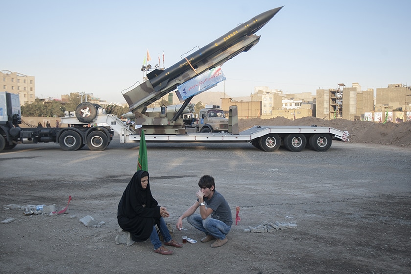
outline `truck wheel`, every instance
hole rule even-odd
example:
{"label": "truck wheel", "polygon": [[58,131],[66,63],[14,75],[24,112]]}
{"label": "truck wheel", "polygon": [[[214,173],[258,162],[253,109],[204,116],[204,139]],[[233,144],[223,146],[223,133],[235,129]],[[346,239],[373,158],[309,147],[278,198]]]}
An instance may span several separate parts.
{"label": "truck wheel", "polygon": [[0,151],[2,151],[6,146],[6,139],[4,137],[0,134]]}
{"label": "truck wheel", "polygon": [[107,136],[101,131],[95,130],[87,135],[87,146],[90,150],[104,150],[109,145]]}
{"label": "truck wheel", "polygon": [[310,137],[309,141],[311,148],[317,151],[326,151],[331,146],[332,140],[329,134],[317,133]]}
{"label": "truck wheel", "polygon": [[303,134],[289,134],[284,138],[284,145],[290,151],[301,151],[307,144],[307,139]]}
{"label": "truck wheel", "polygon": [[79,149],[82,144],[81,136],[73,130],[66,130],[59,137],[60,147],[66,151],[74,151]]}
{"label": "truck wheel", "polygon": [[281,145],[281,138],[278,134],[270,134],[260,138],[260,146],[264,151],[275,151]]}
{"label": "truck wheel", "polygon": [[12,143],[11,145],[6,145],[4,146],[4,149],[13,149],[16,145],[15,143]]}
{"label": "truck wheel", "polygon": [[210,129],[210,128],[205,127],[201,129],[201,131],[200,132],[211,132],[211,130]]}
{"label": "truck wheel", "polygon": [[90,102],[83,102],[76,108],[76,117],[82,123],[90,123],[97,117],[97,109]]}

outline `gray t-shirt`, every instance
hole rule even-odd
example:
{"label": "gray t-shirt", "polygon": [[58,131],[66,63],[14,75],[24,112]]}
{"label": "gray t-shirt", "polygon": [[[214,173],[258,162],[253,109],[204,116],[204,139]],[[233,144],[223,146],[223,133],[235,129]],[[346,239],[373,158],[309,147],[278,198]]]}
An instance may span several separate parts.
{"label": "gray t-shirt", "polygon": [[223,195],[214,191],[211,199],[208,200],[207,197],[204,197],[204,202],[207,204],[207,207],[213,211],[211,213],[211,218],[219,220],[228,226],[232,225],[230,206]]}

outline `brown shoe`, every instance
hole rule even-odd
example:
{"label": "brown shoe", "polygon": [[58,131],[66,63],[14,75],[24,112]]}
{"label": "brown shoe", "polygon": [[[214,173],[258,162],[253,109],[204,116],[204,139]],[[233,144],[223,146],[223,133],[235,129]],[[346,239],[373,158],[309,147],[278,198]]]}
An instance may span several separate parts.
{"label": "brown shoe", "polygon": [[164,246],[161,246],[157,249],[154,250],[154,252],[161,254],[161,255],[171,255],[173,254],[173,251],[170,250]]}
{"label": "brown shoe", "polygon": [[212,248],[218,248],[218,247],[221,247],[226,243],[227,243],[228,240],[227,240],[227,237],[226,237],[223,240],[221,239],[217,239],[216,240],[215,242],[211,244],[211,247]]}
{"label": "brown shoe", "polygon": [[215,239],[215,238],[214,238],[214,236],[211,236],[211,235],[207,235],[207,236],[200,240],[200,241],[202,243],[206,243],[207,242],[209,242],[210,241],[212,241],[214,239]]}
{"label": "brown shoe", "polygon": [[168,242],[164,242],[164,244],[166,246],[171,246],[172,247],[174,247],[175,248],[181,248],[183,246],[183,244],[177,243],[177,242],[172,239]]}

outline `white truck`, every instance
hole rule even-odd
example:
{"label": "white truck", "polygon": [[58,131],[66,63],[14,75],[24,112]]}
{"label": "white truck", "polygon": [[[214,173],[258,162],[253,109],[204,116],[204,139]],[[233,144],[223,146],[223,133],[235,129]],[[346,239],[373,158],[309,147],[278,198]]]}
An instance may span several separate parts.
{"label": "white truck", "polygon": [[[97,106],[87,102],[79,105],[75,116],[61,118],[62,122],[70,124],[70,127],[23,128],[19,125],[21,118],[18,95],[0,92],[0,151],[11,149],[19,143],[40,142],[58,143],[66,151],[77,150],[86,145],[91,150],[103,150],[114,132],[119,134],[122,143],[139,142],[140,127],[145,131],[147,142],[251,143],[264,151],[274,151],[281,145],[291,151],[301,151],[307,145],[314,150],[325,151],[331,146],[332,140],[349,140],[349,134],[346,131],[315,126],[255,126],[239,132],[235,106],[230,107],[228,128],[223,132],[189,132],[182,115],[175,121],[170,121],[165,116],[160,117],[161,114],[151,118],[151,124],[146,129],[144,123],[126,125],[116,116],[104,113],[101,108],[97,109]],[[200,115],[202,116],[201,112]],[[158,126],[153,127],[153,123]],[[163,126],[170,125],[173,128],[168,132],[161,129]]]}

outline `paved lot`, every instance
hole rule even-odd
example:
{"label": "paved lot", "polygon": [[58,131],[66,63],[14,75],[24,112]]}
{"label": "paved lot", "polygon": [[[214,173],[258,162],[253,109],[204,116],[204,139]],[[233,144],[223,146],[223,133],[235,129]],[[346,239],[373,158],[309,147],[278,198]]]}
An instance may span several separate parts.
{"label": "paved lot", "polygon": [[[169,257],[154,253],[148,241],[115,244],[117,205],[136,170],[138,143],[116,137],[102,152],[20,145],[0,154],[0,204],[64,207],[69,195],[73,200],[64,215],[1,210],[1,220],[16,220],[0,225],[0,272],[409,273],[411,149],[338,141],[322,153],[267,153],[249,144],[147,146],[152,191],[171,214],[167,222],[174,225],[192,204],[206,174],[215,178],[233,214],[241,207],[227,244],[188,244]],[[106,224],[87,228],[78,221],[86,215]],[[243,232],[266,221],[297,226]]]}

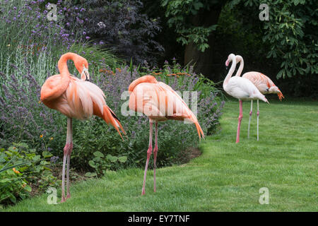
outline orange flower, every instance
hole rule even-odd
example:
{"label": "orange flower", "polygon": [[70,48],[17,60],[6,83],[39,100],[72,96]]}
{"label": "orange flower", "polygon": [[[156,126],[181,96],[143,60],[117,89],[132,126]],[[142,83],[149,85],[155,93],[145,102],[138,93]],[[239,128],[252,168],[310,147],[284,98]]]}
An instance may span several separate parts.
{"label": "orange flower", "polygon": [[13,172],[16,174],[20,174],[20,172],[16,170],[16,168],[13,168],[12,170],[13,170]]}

==

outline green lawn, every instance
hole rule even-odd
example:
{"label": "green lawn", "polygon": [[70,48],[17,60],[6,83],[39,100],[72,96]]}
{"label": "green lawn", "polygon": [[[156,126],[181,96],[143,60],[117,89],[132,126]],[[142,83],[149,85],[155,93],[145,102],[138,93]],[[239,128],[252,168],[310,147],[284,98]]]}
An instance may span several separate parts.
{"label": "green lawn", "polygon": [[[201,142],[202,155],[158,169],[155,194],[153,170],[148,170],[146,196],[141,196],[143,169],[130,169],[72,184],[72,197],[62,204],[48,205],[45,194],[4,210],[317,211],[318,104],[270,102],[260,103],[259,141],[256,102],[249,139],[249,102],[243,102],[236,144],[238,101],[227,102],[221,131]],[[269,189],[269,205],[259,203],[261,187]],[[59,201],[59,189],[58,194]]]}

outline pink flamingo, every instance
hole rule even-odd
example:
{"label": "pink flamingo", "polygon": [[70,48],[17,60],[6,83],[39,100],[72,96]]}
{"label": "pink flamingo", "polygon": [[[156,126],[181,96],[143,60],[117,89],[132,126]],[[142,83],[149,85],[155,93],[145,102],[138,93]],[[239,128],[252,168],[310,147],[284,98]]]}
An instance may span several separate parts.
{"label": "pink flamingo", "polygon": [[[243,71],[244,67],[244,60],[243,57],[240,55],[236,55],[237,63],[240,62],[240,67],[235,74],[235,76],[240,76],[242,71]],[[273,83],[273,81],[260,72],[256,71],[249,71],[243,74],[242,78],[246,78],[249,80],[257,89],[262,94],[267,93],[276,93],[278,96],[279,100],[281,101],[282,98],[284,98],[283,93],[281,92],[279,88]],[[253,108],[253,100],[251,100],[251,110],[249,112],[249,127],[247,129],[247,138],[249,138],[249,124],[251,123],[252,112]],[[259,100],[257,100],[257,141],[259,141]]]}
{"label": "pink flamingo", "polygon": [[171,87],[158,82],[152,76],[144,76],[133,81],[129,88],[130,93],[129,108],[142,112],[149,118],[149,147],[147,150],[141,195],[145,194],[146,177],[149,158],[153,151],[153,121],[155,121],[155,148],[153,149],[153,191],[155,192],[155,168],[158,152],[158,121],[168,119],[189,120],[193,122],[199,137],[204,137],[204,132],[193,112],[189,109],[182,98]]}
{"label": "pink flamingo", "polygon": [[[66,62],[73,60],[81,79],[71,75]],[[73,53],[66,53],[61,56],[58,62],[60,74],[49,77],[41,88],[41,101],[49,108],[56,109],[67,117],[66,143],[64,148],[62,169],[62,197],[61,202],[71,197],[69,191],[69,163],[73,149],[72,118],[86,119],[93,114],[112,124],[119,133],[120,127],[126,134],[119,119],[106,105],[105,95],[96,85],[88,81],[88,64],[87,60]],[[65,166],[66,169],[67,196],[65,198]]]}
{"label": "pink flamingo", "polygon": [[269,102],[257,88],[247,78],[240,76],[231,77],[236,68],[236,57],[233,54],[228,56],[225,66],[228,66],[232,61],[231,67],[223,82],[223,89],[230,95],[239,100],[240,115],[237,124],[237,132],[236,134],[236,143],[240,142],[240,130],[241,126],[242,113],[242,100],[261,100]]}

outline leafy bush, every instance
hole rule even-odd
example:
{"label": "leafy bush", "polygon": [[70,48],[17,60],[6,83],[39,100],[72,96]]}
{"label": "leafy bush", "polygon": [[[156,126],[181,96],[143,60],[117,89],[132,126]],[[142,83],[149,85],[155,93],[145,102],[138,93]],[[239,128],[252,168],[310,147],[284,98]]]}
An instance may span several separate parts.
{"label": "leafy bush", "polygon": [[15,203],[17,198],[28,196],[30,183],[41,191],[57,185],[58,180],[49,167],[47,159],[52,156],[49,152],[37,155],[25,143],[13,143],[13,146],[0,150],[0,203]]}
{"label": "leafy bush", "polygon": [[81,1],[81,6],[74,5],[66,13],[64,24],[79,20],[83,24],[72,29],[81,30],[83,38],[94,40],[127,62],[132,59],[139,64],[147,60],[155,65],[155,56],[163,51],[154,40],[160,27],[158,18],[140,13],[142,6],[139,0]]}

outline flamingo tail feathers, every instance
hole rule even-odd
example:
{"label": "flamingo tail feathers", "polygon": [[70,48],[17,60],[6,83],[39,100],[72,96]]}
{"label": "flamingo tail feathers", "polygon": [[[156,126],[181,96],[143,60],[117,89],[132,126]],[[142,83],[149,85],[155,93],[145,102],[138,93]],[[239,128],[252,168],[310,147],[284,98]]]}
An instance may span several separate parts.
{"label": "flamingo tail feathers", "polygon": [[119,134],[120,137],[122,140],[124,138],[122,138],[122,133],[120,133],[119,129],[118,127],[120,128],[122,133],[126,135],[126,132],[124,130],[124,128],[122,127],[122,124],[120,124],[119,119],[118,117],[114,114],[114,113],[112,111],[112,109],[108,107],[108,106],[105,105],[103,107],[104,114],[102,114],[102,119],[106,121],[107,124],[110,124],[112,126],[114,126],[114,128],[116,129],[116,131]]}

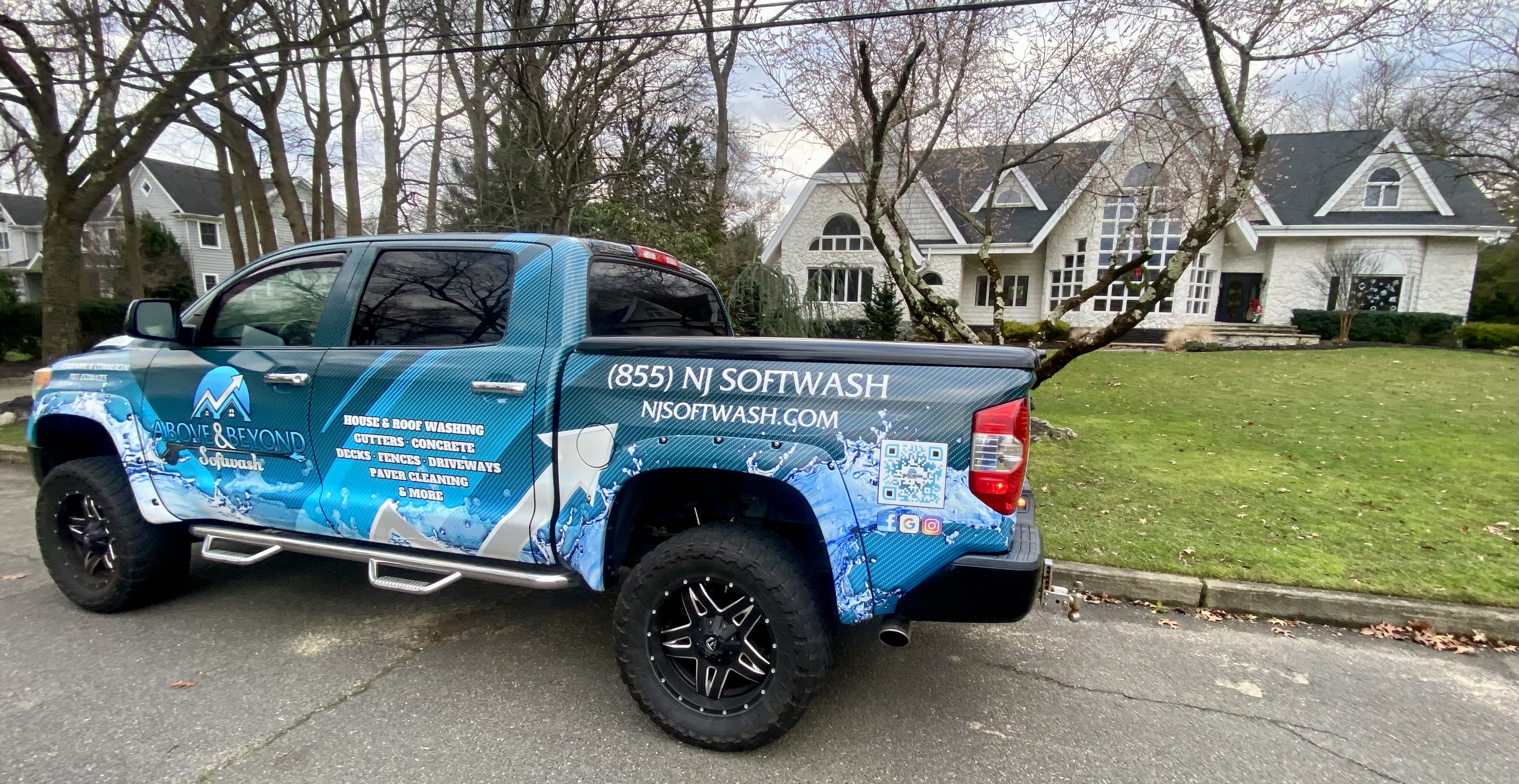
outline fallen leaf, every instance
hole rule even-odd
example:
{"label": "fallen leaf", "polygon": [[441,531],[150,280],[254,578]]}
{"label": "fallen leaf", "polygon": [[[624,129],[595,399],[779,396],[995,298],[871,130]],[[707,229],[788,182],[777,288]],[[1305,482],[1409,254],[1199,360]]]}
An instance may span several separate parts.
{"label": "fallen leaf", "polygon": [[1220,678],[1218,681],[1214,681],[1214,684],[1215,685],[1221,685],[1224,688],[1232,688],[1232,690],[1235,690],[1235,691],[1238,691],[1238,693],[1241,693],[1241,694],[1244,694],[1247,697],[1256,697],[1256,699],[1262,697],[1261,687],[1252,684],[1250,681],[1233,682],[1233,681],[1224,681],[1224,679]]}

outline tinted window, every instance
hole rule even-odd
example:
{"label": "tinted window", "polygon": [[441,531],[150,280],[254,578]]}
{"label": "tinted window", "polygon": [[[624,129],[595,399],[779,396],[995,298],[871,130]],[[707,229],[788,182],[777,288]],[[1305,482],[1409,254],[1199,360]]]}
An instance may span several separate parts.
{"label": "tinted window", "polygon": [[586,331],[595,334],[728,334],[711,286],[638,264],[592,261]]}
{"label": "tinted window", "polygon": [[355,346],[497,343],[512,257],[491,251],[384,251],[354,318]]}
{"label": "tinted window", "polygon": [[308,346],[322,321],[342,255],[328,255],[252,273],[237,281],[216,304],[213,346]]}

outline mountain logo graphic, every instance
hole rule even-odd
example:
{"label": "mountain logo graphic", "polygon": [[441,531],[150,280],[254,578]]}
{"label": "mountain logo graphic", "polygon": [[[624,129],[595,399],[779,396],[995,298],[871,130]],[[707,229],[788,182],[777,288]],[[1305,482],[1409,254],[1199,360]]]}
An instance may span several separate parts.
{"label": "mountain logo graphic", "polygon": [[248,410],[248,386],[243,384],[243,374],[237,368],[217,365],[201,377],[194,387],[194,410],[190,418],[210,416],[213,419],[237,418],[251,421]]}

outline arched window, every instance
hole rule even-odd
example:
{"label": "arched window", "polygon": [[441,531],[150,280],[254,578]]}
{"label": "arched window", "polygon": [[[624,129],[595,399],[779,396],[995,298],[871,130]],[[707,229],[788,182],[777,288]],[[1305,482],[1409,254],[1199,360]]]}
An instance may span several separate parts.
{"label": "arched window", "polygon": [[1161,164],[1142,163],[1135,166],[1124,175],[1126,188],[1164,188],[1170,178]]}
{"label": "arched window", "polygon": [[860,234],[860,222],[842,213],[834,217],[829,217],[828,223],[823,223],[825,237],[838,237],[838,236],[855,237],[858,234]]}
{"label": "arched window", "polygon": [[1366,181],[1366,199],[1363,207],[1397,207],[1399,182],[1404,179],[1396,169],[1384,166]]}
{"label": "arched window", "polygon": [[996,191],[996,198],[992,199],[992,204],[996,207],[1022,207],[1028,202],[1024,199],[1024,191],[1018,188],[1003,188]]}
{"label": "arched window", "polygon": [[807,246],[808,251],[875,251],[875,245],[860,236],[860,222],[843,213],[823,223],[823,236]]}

> Instruction
Pull out every line above that contains the string "flower". Only case-sensitive matches count.

> Correct output
outline orange flower, every instance
{"label": "orange flower", "polygon": [[70,48],[17,60],[6,83],[39,100],[72,96]]}
{"label": "orange flower", "polygon": [[[156,126],[181,96],[143,60],[117,89],[132,126]],[[142,83],[149,85],[155,93],[145,102],[138,93]],[[239,128],[252,168],[310,147],[284,98]]]}
{"label": "orange flower", "polygon": [[13,172],[16,174],[20,174],[20,172],[16,170],[16,168],[13,168],[12,170],[13,170]]}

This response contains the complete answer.